Copy the data from the line that contains "Study the picture above. For each instance of the loose" to its last line, exactly, including both of those lines and leaving out everything before.

_PROVIDED RECORDS:_
-------------------------

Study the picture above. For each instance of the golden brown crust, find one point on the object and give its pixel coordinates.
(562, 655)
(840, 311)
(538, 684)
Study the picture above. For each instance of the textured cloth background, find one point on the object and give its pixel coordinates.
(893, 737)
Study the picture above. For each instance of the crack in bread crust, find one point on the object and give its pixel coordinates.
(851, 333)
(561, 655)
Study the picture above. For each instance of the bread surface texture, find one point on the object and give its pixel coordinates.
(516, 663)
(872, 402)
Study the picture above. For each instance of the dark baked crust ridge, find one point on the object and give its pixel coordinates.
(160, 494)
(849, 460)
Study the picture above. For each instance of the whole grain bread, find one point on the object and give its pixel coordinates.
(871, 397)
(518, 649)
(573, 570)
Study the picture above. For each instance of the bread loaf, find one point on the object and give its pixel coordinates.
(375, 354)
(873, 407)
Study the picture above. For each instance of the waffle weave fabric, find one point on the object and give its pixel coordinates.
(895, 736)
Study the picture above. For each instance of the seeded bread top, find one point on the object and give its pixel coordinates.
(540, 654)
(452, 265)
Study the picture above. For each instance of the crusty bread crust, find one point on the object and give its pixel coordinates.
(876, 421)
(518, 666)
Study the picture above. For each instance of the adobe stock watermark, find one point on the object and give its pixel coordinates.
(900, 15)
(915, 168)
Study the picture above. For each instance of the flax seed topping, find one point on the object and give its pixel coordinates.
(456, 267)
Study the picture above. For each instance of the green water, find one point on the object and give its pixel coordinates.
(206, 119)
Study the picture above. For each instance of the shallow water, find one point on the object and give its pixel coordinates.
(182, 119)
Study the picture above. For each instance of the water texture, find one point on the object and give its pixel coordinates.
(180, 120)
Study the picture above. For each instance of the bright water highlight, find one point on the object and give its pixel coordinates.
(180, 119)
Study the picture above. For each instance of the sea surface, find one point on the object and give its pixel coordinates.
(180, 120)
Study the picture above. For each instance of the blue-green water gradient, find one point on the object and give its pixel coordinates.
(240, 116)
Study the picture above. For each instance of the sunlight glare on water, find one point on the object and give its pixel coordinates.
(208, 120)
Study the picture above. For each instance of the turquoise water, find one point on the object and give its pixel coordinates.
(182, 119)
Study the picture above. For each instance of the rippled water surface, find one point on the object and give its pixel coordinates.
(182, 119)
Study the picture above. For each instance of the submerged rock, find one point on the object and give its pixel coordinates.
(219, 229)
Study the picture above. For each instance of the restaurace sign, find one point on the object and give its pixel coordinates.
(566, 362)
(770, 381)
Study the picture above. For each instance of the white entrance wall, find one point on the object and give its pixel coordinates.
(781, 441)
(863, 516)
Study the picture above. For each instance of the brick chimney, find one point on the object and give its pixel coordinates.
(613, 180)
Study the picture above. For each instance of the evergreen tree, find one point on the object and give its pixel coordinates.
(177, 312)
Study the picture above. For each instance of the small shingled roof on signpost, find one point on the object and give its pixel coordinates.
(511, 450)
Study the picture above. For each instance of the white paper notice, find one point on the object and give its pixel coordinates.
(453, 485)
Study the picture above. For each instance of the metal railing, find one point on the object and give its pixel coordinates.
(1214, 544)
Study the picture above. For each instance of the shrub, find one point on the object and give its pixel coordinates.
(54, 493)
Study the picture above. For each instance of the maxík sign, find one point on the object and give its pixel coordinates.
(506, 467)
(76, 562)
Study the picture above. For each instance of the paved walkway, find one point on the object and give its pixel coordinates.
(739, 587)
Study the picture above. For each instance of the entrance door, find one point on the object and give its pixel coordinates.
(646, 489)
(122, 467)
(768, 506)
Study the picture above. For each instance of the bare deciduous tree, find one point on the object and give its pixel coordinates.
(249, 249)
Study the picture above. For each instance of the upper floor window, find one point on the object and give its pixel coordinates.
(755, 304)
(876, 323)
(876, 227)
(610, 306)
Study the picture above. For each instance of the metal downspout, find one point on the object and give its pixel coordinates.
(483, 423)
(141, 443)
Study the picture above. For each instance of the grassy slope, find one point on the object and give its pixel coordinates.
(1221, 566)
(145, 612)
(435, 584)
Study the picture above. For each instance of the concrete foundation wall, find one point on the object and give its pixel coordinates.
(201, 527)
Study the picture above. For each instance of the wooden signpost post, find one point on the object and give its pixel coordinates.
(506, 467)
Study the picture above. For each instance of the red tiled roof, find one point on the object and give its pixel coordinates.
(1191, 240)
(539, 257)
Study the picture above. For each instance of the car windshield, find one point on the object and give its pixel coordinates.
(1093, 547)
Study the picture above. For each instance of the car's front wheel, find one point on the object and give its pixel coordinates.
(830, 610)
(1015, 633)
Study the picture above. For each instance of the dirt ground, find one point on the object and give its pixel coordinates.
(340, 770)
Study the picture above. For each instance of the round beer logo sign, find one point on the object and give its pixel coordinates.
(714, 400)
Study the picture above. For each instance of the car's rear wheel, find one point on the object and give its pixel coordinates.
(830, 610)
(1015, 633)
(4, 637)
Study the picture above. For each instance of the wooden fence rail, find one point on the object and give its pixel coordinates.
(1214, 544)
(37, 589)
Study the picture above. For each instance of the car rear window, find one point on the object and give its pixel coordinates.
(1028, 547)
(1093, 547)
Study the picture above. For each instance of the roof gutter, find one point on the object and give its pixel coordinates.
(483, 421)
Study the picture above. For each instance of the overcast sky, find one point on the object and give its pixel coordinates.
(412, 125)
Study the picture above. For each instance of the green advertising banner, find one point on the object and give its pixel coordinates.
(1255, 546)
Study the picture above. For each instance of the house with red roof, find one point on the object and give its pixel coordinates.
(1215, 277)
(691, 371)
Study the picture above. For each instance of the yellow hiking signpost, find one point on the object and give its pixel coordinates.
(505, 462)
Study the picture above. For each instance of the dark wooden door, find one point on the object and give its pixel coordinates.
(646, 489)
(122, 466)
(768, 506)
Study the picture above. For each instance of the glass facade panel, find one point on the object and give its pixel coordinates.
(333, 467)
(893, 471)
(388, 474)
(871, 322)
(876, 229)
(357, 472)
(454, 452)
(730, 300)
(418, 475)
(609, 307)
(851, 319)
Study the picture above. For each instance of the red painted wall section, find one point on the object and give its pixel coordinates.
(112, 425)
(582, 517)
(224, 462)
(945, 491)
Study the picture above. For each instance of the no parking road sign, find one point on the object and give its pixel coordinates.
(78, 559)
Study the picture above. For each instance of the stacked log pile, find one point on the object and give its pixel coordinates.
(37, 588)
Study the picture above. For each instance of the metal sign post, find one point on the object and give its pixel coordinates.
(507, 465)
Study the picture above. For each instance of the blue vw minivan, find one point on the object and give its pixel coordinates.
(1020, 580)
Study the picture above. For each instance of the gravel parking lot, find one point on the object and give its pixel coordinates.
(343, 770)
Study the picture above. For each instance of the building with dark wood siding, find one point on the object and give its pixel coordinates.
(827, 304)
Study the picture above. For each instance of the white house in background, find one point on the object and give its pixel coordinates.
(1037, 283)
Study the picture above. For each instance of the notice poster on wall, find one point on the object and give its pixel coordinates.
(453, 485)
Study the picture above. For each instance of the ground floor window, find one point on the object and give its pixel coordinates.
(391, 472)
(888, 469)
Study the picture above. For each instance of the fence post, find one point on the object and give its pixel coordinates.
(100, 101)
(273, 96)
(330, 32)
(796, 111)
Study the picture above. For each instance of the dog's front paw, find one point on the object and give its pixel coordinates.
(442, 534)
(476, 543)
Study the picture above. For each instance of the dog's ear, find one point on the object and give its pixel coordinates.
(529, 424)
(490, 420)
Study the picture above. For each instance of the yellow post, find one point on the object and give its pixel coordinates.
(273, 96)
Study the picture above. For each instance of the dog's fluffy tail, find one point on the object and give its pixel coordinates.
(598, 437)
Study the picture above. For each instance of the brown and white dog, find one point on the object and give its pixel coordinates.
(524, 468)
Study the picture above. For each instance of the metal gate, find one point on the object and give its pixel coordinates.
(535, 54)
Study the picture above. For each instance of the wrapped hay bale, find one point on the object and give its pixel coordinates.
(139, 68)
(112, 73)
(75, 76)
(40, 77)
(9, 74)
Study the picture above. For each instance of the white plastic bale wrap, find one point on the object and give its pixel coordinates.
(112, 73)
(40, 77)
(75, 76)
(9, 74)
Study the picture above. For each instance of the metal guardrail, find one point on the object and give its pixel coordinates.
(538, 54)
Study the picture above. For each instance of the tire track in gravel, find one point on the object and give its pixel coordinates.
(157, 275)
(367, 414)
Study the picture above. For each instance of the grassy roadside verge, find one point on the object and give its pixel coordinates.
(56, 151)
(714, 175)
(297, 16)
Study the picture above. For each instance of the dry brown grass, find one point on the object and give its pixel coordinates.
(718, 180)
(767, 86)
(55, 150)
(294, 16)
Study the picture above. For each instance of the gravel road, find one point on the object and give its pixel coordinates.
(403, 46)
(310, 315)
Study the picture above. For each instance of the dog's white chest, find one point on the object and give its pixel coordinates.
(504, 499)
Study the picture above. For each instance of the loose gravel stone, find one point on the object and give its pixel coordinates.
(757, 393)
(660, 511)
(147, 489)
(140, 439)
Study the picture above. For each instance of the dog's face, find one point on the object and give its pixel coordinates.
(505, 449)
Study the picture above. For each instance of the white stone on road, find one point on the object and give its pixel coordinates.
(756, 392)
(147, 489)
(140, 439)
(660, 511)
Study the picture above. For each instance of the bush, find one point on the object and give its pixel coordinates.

-------------------------

_RESULT OF THIS TASK:_
Study the picture above. For each instance of the loose gravel stone, find one point on the object and give its pixel coordinates.
(757, 393)
(660, 511)
(147, 489)
(140, 439)
Study the picture above. For each instance of the dog's face, find one point on the object and give its pixel coordinates.
(505, 449)
Study the picture above. For each instance of the white stone on road, find one point on the object and give its pixel coordinates.
(756, 392)
(147, 489)
(140, 439)
(660, 511)
Study the picture above. For each instance of the bush, find one point on the object and give its pixel coordinates.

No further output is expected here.